Description of the task »
Below are the entries. Transcribe exactly the lines from the one with "Place one marker on every instance of the gray rock, position" through the one with "Place one marker on every instance of the paving", ends included, and leave out all others.

Extracted records »
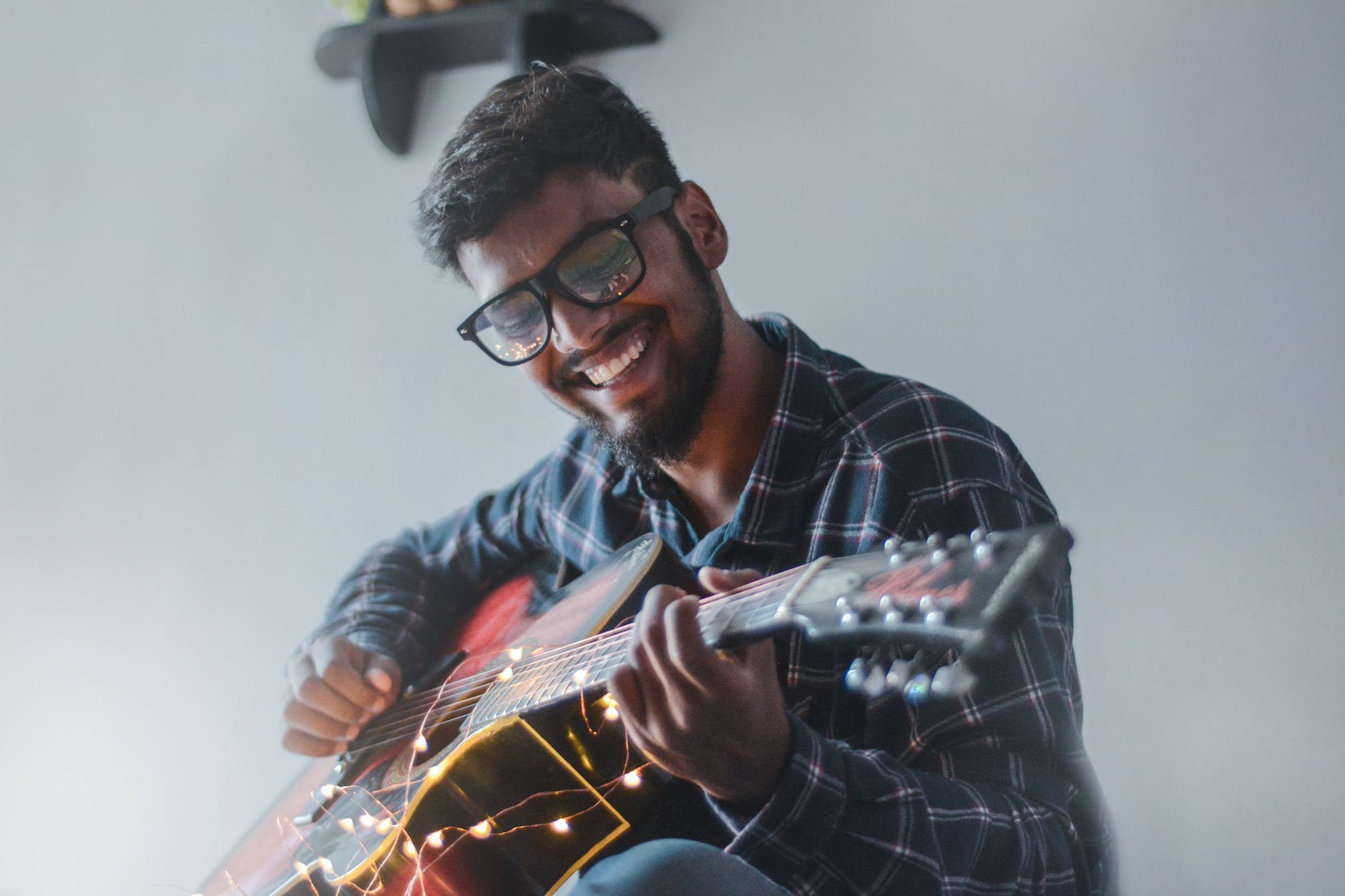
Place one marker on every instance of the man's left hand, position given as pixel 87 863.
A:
pixel 713 717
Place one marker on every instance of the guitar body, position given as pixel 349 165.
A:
pixel 512 771
pixel 489 794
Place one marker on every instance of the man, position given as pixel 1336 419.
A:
pixel 745 447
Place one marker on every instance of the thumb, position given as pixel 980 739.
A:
pixel 716 580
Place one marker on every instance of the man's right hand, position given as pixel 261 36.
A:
pixel 334 688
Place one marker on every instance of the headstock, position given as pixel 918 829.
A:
pixel 912 604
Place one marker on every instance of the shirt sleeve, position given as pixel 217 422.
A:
pixel 982 794
pixel 404 596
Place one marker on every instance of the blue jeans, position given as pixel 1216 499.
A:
pixel 674 868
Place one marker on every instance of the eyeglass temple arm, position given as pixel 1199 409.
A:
pixel 652 205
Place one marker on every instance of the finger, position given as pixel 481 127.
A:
pixel 342 665
pixel 383 674
pixel 651 611
pixel 310 722
pixel 298 742
pixel 626 689
pixel 307 688
pixel 716 580
pixel 686 650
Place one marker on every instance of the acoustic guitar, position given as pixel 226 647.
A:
pixel 510 772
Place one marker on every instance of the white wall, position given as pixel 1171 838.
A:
pixel 224 370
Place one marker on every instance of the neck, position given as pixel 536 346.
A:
pixel 733 425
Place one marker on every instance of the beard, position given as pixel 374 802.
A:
pixel 665 432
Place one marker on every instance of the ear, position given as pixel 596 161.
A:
pixel 703 224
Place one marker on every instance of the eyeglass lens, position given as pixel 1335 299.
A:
pixel 597 271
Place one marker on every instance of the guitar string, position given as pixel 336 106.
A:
pixel 414 714
pixel 400 728
pixel 561 651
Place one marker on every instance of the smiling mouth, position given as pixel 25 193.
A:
pixel 605 373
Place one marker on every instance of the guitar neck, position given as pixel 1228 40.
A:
pixel 552 676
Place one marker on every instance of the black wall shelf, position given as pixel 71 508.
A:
pixel 389 56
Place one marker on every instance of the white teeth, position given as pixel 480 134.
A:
pixel 607 372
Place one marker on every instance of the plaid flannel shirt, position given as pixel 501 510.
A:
pixel 987 794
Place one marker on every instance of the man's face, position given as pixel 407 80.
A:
pixel 667 333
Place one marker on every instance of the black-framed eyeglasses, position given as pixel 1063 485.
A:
pixel 600 267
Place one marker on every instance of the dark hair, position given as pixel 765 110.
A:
pixel 525 129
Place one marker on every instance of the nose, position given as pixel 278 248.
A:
pixel 576 328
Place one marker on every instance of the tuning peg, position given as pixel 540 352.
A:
pixel 874 684
pixel 899 676
pixel 918 689
pixel 857 674
pixel 952 680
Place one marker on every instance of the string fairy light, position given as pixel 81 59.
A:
pixel 455 703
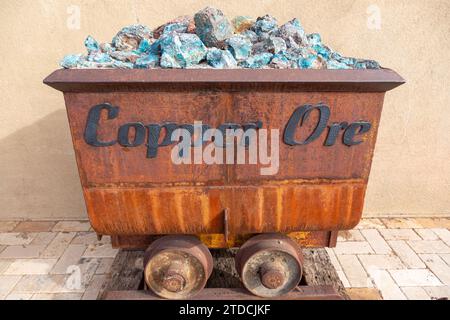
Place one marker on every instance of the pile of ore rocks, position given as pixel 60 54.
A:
pixel 210 40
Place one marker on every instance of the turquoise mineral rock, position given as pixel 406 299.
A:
pixel 181 50
pixel 293 33
pixel 314 39
pixel 221 59
pixel 242 23
pixel 240 46
pixel 147 61
pixel 91 44
pixel 276 45
pixel 311 62
pixel 265 25
pixel 130 37
pixel 209 40
pixel 99 57
pixel 336 65
pixel 71 61
pixel 367 64
pixel 280 61
pixel 213 27
pixel 257 61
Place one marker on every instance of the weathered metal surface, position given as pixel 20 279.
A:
pixel 306 80
pixel 314 239
pixel 132 188
pixel 320 280
pixel 300 293
pixel 270 265
pixel 177 267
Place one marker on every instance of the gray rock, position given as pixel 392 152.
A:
pixel 213 27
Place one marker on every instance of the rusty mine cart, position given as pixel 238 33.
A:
pixel 121 123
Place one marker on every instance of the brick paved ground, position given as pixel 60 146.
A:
pixel 381 259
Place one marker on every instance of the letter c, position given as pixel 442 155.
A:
pixel 90 134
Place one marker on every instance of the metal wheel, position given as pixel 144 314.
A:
pixel 177 267
pixel 270 265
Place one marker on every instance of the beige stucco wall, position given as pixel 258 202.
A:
pixel 411 171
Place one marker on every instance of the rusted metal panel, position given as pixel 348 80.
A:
pixel 252 209
pixel 132 188
pixel 306 239
pixel 305 80
pixel 118 165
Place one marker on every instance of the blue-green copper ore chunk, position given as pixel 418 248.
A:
pixel 293 33
pixel 221 59
pixel 336 65
pixel 265 25
pixel 314 39
pixel 181 50
pixel 147 61
pixel 71 61
pixel 367 64
pixel 240 46
pixel 311 62
pixel 130 37
pixel 257 61
pixel 176 27
pixel 99 57
pixel 213 27
pixel 280 61
pixel 91 44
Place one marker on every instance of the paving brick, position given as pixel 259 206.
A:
pixel 372 223
pixel 15 239
pixel 415 278
pixel 353 247
pixel 4 264
pixel 406 254
pixel 100 251
pixel 400 223
pixel 47 284
pixel 30 266
pixel 443 234
pixel 425 246
pixel 376 241
pixel 415 293
pixel 22 252
pixel 387 286
pixel 350 235
pixel 7 284
pixel 446 257
pixel 399 234
pixel 58 245
pixel 383 262
pixel 70 257
pixel 87 238
pixel 57 296
pixel 343 279
pixel 34 226
pixel 105 265
pixel 19 296
pixel 364 294
pixel 43 238
pixel 8 226
pixel 437 266
pixel 427 234
pixel 355 273
pixel 72 226
pixel 433 222
pixel 88 268
pixel 438 292
pixel 95 288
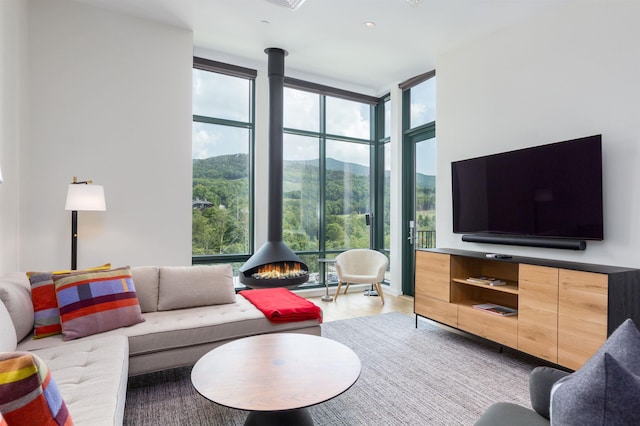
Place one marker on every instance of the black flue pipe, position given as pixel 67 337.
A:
pixel 276 126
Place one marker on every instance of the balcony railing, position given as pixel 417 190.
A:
pixel 425 239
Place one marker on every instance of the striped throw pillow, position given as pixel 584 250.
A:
pixel 28 393
pixel 45 305
pixel 93 302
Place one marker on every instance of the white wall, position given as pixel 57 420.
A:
pixel 109 100
pixel 558 77
pixel 13 36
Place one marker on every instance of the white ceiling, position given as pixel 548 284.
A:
pixel 327 38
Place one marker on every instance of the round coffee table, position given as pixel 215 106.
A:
pixel 276 376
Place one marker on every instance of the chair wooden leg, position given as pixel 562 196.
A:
pixel 379 290
pixel 335 297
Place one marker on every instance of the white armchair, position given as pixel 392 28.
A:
pixel 361 266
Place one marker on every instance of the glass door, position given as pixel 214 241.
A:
pixel 419 210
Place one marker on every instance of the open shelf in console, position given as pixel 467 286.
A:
pixel 468 293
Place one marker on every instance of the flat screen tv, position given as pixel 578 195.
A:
pixel 551 191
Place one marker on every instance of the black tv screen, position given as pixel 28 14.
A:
pixel 550 191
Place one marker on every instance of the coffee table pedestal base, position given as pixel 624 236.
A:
pixel 297 417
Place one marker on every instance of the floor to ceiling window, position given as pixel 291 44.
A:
pixel 328 147
pixel 222 141
pixel 419 172
pixel 331 174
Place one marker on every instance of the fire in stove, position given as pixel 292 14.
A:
pixel 282 271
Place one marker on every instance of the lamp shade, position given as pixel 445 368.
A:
pixel 81 197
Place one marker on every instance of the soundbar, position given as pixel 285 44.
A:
pixel 526 241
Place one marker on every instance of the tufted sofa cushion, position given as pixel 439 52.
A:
pixel 188 286
pixel 92 378
pixel 16 296
pixel 146 282
pixel 8 340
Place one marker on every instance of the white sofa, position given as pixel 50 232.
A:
pixel 91 372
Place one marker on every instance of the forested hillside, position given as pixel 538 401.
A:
pixel 222 227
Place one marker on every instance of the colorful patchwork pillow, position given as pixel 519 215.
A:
pixel 93 302
pixel 28 393
pixel 45 304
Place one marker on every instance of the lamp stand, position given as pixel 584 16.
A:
pixel 74 239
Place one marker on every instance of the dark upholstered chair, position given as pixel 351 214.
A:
pixel 541 381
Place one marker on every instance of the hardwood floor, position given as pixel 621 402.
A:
pixel 356 304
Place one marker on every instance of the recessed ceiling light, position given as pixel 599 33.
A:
pixel 290 4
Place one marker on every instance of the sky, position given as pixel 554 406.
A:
pixel 221 96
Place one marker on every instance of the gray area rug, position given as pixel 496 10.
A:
pixel 424 376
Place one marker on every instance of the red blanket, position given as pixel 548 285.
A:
pixel 281 305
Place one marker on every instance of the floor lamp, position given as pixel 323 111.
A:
pixel 82 196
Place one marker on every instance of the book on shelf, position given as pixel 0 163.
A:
pixel 496 309
pixel 486 280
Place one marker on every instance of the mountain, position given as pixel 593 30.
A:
pixel 234 166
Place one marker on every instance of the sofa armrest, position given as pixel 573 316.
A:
pixel 541 381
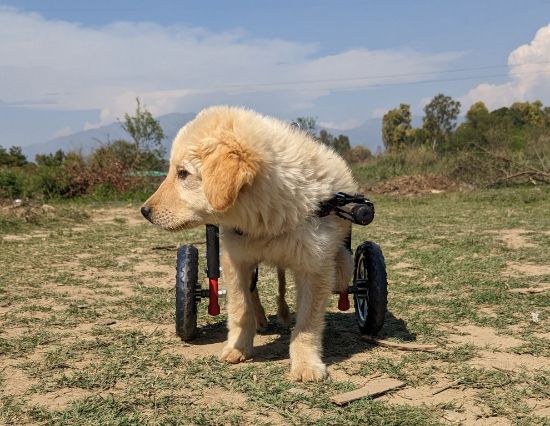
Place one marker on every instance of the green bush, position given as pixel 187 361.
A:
pixel 12 183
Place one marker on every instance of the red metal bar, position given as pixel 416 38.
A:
pixel 213 305
pixel 343 301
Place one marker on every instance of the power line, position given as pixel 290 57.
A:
pixel 260 86
pixel 388 76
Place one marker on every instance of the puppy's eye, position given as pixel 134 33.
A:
pixel 182 174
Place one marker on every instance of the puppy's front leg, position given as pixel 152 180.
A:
pixel 241 320
pixel 313 291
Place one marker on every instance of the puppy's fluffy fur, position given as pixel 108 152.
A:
pixel 245 171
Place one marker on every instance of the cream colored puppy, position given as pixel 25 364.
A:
pixel 247 172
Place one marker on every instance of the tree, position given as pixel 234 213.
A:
pixel 308 125
pixel 14 157
pixel 473 131
pixel 358 154
pixel 396 127
pixel 340 144
pixel 50 160
pixel 145 131
pixel 440 119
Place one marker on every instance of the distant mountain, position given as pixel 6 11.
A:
pixel 89 140
pixel 369 134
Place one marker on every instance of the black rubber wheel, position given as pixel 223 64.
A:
pixel 370 286
pixel 188 291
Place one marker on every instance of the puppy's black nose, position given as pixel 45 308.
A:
pixel 146 212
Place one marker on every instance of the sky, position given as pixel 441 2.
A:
pixel 67 65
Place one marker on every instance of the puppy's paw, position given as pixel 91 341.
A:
pixel 233 355
pixel 308 372
pixel 261 323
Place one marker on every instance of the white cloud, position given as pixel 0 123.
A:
pixel 529 76
pixel 64 131
pixel 341 125
pixel 68 66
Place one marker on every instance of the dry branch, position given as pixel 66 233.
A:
pixel 399 346
pixel 447 386
pixel 529 290
pixel 373 389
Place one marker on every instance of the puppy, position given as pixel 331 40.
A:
pixel 262 181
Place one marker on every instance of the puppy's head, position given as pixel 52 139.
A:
pixel 208 170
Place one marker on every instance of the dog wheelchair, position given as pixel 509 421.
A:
pixel 369 286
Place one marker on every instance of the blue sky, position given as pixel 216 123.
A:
pixel 70 65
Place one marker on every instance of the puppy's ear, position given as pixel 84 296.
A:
pixel 227 166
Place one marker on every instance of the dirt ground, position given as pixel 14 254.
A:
pixel 87 328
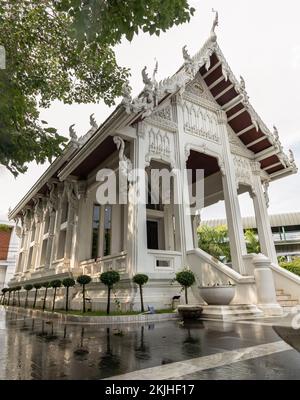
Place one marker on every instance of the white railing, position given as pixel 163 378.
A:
pixel 116 262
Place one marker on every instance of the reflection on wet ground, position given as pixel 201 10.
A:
pixel 41 349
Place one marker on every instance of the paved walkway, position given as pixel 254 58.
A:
pixel 264 348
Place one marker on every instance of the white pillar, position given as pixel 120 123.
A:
pixel 137 216
pixel 182 186
pixel 263 221
pixel 266 294
pixel 233 212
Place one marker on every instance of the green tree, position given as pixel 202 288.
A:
pixel 83 280
pixel 292 266
pixel 4 291
pixel 18 288
pixel 252 242
pixel 9 294
pixel 67 283
pixel 14 295
pixel 56 283
pixel 186 279
pixel 109 279
pixel 27 287
pixel 214 241
pixel 140 280
pixel 63 50
pixel 37 286
pixel 45 285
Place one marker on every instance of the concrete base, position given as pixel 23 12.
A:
pixel 269 310
pixel 231 312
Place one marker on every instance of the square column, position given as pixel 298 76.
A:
pixel 233 212
pixel 262 220
pixel 183 195
pixel 137 215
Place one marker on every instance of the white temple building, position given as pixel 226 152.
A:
pixel 200 118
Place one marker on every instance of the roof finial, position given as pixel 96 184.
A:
pixel 72 133
pixel 215 24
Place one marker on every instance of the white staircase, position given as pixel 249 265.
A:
pixel 286 301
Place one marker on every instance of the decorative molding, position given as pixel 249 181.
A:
pixel 159 147
pixel 202 148
pixel 236 146
pixel 147 99
pixel 243 171
pixel 125 163
pixel 200 122
pixel 90 132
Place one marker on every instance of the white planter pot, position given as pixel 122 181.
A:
pixel 217 295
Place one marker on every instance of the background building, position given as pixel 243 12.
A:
pixel 285 230
pixel 9 246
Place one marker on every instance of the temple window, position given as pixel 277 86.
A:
pixel 107 230
pixel 95 231
pixel 33 233
pixel 61 244
pixel 44 250
pixel 47 223
pixel 64 212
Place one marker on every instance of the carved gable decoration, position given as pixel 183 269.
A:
pixel 198 89
pixel 200 122
pixel 236 146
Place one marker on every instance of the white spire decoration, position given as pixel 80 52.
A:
pixel 213 35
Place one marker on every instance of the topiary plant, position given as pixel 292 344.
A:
pixel 83 280
pixel 186 279
pixel 27 287
pixel 4 291
pixel 18 288
pixel 109 279
pixel 67 283
pixel 46 285
pixel 141 279
pixel 56 283
pixel 37 286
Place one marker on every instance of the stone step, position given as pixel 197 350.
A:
pixel 281 297
pixel 288 303
pixel 230 312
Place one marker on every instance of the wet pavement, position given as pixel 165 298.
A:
pixel 44 349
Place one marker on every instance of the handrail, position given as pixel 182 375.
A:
pixel 221 267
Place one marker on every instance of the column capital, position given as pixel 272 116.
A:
pixel 221 117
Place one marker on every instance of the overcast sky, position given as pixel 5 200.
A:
pixel 261 41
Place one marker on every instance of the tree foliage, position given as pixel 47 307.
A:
pixel 186 279
pixel 109 279
pixel 63 50
pixel 215 241
pixel 141 279
pixel 292 266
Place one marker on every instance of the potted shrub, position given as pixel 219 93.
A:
pixel 83 280
pixel 27 287
pixel 4 291
pixel 67 283
pixel 45 285
pixel 141 279
pixel 37 286
pixel 55 284
pixel 218 293
pixel 186 279
pixel 109 279
pixel 18 288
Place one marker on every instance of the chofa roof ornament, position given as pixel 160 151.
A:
pixel 73 134
pixel 213 35
pixel 147 99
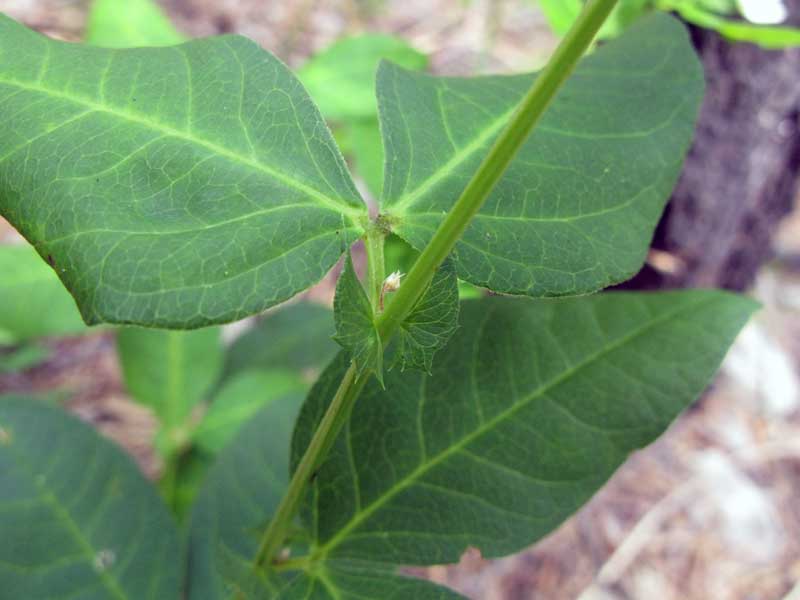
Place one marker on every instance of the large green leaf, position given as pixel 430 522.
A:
pixel 293 337
pixel 174 187
pixel 530 411
pixel 240 493
pixel 341 78
pixel 129 24
pixel 243 396
pixel 170 371
pixel 77 518
pixel 34 303
pixel 576 210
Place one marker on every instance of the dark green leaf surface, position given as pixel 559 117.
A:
pixel 527 414
pixel 242 397
pixel 355 324
pixel 240 494
pixel 174 187
pixel 575 211
pixel 294 337
pixel 78 519
pixel 33 301
pixel 341 78
pixel 344 581
pixel 431 323
pixel 170 371
pixel 129 24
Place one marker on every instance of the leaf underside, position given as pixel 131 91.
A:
pixel 530 411
pixel 173 187
pixel 355 324
pixel 430 324
pixel 78 520
pixel 576 210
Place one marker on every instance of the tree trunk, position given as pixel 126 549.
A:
pixel 741 176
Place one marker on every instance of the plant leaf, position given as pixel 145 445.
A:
pixel 242 397
pixel 170 371
pixel 431 323
pixel 35 303
pixel 341 78
pixel 533 407
pixel 346 581
pixel 240 493
pixel 296 337
pixel 129 24
pixel 78 518
pixel 355 324
pixel 576 209
pixel 364 138
pixel 173 187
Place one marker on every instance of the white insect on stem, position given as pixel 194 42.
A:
pixel 390 284
pixel 763 12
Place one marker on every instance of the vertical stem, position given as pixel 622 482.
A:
pixel 509 142
pixel 494 165
pixel 375 263
pixel 324 436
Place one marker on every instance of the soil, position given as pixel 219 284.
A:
pixel 708 511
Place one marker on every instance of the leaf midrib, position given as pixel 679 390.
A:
pixel 422 469
pixel 69 523
pixel 406 201
pixel 351 212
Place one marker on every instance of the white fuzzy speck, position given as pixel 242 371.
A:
pixel 763 12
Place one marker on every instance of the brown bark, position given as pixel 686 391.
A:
pixel 742 174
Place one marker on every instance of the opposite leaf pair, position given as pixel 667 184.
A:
pixel 198 184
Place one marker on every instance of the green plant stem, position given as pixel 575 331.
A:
pixel 374 242
pixel 494 165
pixel 531 109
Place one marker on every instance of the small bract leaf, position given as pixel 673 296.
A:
pixel 532 408
pixel 576 209
pixel 173 187
pixel 431 323
pixel 355 322
pixel 78 520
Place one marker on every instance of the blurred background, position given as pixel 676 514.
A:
pixel 711 510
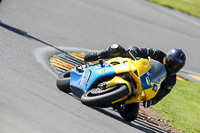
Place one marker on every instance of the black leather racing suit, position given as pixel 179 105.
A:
pixel 114 50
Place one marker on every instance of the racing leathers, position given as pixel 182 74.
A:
pixel 116 50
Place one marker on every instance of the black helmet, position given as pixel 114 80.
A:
pixel 175 60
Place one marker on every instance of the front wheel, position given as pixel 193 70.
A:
pixel 97 97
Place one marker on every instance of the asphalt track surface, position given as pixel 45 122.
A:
pixel 29 99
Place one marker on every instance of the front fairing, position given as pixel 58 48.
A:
pixel 92 74
pixel 152 79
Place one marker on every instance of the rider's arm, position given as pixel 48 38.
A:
pixel 165 88
pixel 114 50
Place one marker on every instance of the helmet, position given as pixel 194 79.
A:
pixel 174 60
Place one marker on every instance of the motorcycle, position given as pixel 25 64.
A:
pixel 115 82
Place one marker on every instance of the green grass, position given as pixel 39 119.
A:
pixel 191 7
pixel 181 108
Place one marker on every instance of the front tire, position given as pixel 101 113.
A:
pixel 103 99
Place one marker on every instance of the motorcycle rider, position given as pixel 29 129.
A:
pixel 173 61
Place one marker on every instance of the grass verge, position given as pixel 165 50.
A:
pixel 181 107
pixel 191 7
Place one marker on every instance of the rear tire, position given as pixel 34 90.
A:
pixel 105 98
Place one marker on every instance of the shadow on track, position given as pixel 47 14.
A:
pixel 25 34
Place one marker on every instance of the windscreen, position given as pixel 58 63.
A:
pixel 158 72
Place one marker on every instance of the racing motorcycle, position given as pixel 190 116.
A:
pixel 117 81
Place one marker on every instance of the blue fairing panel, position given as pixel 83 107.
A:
pixel 145 80
pixel 90 75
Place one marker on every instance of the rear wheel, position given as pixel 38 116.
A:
pixel 98 97
pixel 64 84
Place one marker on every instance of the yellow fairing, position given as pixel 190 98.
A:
pixel 138 70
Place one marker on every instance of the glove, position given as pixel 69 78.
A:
pixel 90 57
pixel 147 104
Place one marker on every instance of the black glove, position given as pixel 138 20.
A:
pixel 147 104
pixel 90 57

Response »
Place one marker on every instance of the gray rock, position given as pixel 392 152.
A:
pixel 213 27
Place one marker on every instance of the rusty mine cart, position given as pixel 238 33.
A:
pixel 121 123
Place one marker on every instance of the brick paved ground, position given as pixel 60 146.
A:
pixel 381 259
Place one marker on every instance of the letter c, position given as pixel 442 155.
A:
pixel 90 134
Place one marker on every instance of the metal wheel, position given as pixel 144 314.
A:
pixel 177 267
pixel 270 265
Place one marker on every instance of the beige stucco wall, position given as pixel 258 202.
A:
pixel 411 171
Place one marker on every instance of the rusted metal panel, position given as pixel 348 80.
A:
pixel 252 209
pixel 132 188
pixel 306 239
pixel 305 80
pixel 118 165
Place one marker on every instance of the blue-green copper ore chunk, position given as pixel 418 248.
A:
pixel 293 33
pixel 221 59
pixel 336 65
pixel 265 25
pixel 314 39
pixel 181 50
pixel 147 61
pixel 71 61
pixel 367 64
pixel 240 46
pixel 311 62
pixel 130 37
pixel 257 61
pixel 176 27
pixel 99 57
pixel 213 27
pixel 280 61
pixel 91 44
Place one marker on every instance of the paving brick, position given as pixel 259 206.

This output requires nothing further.